Assigned task: Each line below should be repeated exactly as written, with no pictures carried over.

Record set:
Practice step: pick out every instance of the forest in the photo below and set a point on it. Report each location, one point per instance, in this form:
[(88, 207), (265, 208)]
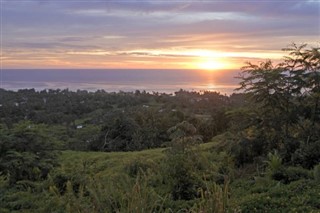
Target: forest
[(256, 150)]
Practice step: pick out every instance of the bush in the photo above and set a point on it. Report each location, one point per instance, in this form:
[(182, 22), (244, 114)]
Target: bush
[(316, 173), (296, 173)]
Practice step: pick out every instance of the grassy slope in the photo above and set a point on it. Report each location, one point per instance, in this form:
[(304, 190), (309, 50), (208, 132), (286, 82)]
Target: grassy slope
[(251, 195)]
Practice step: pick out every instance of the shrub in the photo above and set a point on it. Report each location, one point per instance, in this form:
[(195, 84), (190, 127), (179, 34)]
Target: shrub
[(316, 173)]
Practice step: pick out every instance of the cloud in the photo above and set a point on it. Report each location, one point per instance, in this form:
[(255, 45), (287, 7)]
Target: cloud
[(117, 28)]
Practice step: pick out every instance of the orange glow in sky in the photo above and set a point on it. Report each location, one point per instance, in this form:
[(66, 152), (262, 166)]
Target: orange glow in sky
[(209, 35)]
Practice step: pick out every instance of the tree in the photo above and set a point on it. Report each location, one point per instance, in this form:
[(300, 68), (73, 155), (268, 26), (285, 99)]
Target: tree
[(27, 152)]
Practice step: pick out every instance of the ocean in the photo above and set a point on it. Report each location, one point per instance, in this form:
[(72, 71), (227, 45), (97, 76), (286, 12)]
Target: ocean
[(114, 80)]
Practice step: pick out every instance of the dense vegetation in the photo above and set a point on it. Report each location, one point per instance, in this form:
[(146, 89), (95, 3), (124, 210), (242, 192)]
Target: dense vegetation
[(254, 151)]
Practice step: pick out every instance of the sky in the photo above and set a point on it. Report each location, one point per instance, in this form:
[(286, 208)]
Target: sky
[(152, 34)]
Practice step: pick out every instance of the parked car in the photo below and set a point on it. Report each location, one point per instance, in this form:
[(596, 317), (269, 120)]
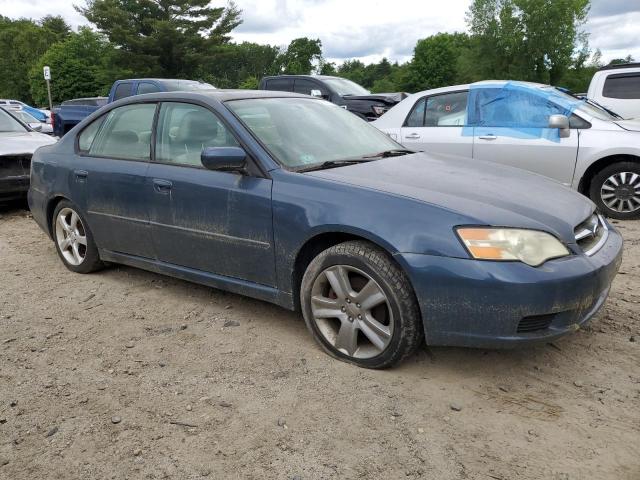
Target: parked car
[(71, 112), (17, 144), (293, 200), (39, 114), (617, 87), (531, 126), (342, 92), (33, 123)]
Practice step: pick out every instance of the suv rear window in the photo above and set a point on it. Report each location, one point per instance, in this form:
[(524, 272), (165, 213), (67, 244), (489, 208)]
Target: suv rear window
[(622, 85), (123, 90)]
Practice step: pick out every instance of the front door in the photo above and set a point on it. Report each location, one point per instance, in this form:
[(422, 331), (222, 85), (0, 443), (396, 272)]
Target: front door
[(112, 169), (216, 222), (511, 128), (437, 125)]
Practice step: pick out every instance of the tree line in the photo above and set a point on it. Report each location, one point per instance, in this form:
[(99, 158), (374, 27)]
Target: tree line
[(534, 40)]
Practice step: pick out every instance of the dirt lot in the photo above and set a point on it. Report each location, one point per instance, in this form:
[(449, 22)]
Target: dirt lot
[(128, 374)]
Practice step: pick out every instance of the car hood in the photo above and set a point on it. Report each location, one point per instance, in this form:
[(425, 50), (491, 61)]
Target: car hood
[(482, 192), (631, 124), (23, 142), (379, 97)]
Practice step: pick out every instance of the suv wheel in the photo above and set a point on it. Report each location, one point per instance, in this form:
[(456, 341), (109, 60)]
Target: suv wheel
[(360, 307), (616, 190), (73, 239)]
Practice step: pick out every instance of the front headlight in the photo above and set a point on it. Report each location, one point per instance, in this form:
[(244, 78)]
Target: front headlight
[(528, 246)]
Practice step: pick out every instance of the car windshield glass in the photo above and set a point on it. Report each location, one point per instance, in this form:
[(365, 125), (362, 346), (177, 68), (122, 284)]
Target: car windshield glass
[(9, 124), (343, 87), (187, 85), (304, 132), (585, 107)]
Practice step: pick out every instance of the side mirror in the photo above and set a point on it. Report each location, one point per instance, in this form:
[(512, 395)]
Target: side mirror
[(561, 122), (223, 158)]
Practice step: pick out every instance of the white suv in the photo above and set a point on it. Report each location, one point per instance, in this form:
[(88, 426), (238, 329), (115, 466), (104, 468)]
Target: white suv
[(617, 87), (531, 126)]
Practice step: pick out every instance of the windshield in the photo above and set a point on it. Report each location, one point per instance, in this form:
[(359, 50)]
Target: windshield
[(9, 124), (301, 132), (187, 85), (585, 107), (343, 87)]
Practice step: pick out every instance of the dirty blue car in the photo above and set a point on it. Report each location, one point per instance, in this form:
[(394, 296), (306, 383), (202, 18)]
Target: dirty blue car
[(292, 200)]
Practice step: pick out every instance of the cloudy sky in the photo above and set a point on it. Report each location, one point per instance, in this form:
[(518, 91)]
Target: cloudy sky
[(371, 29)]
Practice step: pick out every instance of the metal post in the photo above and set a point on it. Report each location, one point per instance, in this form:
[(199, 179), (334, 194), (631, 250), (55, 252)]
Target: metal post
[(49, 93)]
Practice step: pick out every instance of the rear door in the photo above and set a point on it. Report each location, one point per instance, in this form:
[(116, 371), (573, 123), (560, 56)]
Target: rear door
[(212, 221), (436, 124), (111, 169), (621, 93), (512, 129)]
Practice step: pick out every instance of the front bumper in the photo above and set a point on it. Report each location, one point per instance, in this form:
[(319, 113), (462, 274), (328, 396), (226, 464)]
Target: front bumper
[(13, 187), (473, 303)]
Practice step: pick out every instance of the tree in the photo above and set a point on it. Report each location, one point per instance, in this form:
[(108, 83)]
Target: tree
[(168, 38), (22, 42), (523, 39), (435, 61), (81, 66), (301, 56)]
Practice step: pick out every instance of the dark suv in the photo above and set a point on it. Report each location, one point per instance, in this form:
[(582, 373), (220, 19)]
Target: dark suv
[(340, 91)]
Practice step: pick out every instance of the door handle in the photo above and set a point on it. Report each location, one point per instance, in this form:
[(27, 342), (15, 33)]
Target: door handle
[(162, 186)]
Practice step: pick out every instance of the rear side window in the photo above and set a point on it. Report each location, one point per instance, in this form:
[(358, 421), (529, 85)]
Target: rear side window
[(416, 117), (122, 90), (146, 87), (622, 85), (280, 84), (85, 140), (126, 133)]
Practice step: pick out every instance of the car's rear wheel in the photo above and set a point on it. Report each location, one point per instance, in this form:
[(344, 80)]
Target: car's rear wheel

Output of the exercise:
Practice step: pick out every instance of the forest in the photo below and set a point on it. Report each location, one point per instance, in this form:
[(88, 207), (265, 208)]
Target: forest
[(256, 150)]
Practice step: pick out every instance of the bush in the photo above and set a point on it. Report each location, one point per instance, in this form:
[(182, 22), (244, 114)]
Target: bush
[(316, 173), (296, 173)]
Practice step: pick out every instance of the grassy slope in the photo above and set a point on it. Report each location, one point per instance, in this form:
[(304, 190), (309, 50), (208, 132), (286, 82)]
Target: grassy slope
[(251, 195)]
Practice step: pick out every instance of the shrub in the photo above and set a point on it. Report each location, one point per instance, in this form:
[(195, 84), (190, 127), (179, 34)]
Target: shrub
[(316, 173)]
Practice step: pick out every instance of the cloud in the photo above and set a point on it. Report each location, one point per instance, in this form:
[(255, 45), (287, 7)]
Target: cloud
[(117, 28)]
Practice step: pick out every instance of the orange glow in sky in the photo above and set a point on it. Report each location, one point per instance, in this form:
[(66, 152), (262, 166)]
Target: orange glow in sky
[(209, 35)]
Practice step: pick out every instance of the tree in the photo above and set a point on it. Report each location, one point per instance, in this form:
[(300, 68), (73, 155), (268, 26), (285, 99)]
Target: tree
[(27, 152)]
Practice step: pick out every instance of the ocean in the photo above and set a point on it. Report each location, one point per instance, in this form:
[(72, 71), (227, 45), (97, 76), (286, 12)]
Target: ocean
[(114, 80)]
Practice step: pick out every instance of the dense vegetation in the photo above and set a point on it. Report each location, one point per instance, in this form:
[(146, 89), (95, 3), (124, 210), (242, 192)]
Target: dense vegetation
[(254, 151)]
Practice step: pick out every instance of the sky in the photo above and set a point on it. Report each location, one point per instance, in this form:
[(286, 208)]
Target: sky
[(152, 34)]
Practice step: pick out every instance of the parked car in the photo below and set a point on it. Report each location, one point per instance, in this form:
[(596, 317), (269, 120)]
Target: parked car
[(71, 112), (17, 144), (293, 200), (39, 114), (617, 87), (531, 126), (342, 92), (33, 123)]
Practice step: pick out every instance of the suv rear window in the photo above and set a point on it. Report each location, one point per instance, in this form:
[(524, 272), (165, 213), (67, 244), (489, 208)]
Target: suv rear window
[(622, 85), (123, 90)]
Practice step: pick out every instance of the front door in the photo above and set a point on it. Report each location, one point per instance, in this form:
[(422, 331), (222, 85), (0, 443), (396, 272)]
Target: front door
[(112, 169), (216, 222), (511, 128), (437, 125)]
Practice step: pick out every instance of the tree line in the photo above and set a point on it. Report each location, one point per instance, in this form:
[(99, 158), (374, 27)]
Target: tree line
[(534, 40)]
Practice step: pick out every instance of the dirt lot in the photo above and set a point on it. Report each location, one point per instance, in this form:
[(449, 22)]
Target: dirt lot
[(128, 374)]
Practice step: pick out every instance of the car hood in the photo above and set a point on it. Report each location, one point per instance, in this form:
[(425, 50), (491, 61)]
Target: car hood
[(482, 192), (631, 124), (23, 142), (379, 97)]
Practice step: pick out every instance of the suv wheel in the photo above and set a point on it. Report each location, one point per instance, in this form:
[(456, 341), (109, 60)]
Target: suv wheel
[(360, 307), (616, 190), (73, 239)]
Practice step: pick out every instance of the front headlight in the photo above and set a point on it. Report each location, one point per instance, in this form:
[(244, 78)]
Target: front headlight
[(528, 246)]
Practice step: pick out every instance of the car windshield glass in the photo above and set a point on it. Report each location, one point per instance, in this form:
[(365, 125), (362, 346), (177, 68), (122, 284)]
Target: car windshield glass
[(9, 124), (343, 87), (187, 85), (304, 132), (585, 107)]
Practice step: pick out every instance of the side mirror in the photo above and set a point on it. Report each location, one point per instance, in this form:
[(512, 395)]
Target: side mirror
[(561, 122), (223, 158)]
Practice step: pick out every instance of the white suv in the photo above and set a point on it. Report each location, one point per instance, in this form:
[(88, 426), (238, 329), (115, 466), (104, 468)]
Target: white suv
[(617, 87), (531, 126)]
Practice step: pick out every instance of the windshield in the photo above and set a point on it. Report each location, one point per instance, in this form:
[(359, 50)]
Target: windshield
[(9, 124), (301, 132), (187, 85), (585, 107), (343, 87)]
Practice step: pick out every instance of the dirty blue car in the photo above and set a point on it. Report each location, one point per instance, in this form:
[(394, 296), (306, 383), (202, 18)]
Target: dirty blue car
[(292, 200)]
Practice step: pick out every instance of the cloudy sky in the photo above and set a point on it. Report each location, one point per instance, in this form:
[(518, 91)]
Target: cloudy sky
[(371, 29)]
Practice step: pick out every instance of the metal post in the photo above and set a point on it. Report each location, one point per instance, in this form:
[(199, 179), (334, 194), (631, 250), (55, 252)]
Target: metal post
[(49, 93)]
Practice step: pick out every instance of the rear door in the photo above and set a point on it. Report each location, one point per instance, in this form:
[(116, 371), (573, 123), (560, 56)]
Target: rear door
[(212, 221), (436, 124), (111, 169), (621, 93), (512, 129)]
Practice step: pick out every instance of the front bumper in the photo above and set a point on it. Report each location, one point per instance, in this form:
[(319, 113), (462, 274), (328, 396), (226, 464)]
Target: front bumper
[(13, 187), (473, 303)]
Practice step: pick out every instance of the tree in the photo above and set a point on it. Report each location, one point per instance, in this form:
[(108, 83)]
Target: tree
[(168, 38), (22, 42), (523, 39), (435, 61), (81, 66), (301, 56)]
Practice step: pick out every instance of the dark suv in the photo above and set a point on it. Report each location, one point per instance, in this form:
[(582, 373), (220, 19)]
Target: dark suv
[(340, 91)]
Practice step: pick out every instance of the door handle in the photo above and set a point on it. Report each location, one point per instance, in this form:
[(27, 342), (15, 33)]
Target: door handle
[(162, 186)]
Practice step: pick out every instance of the rear side window in the photo above and set a point on it. Report each location, one point per instance, in this form:
[(358, 421), (529, 85)]
Target: rear side window
[(416, 117), (122, 90), (146, 87), (622, 85), (280, 84), (85, 140), (126, 133)]
Practice step: pick out every instance of the car's rear wheel in the photo above and set a point on it. Report each location, one point per instance, in this form:
[(344, 80)]
Target: car's rear wheel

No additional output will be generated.